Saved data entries
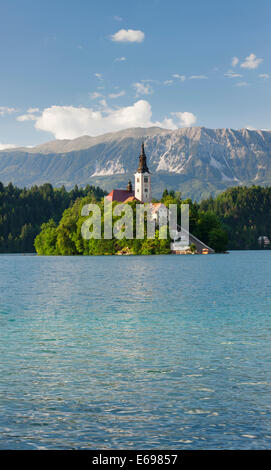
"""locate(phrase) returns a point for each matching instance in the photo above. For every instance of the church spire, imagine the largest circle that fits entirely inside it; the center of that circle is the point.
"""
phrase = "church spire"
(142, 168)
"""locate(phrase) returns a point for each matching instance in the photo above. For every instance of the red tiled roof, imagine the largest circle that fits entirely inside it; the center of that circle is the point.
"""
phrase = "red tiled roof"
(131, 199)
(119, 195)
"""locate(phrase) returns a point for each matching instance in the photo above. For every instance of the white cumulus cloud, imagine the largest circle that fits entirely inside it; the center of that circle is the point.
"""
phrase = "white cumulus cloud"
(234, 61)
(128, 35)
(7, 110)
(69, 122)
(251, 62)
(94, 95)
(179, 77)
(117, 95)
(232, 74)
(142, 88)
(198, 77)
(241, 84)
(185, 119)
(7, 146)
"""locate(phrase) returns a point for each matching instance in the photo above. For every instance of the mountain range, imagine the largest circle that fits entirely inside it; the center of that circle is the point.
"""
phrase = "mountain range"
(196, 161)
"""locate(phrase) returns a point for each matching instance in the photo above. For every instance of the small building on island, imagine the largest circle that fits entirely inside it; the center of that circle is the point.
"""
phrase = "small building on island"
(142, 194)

...

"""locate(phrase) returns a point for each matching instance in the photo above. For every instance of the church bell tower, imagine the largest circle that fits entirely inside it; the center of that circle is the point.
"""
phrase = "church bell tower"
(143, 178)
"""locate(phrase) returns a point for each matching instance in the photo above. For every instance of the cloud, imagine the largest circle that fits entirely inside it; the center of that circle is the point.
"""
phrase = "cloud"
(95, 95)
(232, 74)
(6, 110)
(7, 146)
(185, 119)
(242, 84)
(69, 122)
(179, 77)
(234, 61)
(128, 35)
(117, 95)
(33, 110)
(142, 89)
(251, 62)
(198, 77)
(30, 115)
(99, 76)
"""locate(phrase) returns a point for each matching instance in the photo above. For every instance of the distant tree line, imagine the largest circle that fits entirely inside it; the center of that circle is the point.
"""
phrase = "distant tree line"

Written problem: Tally the lines in the rows above that contain the word "bell", treating uppercase and lowercase as different. Give only the number.

Answer for this exercise: 2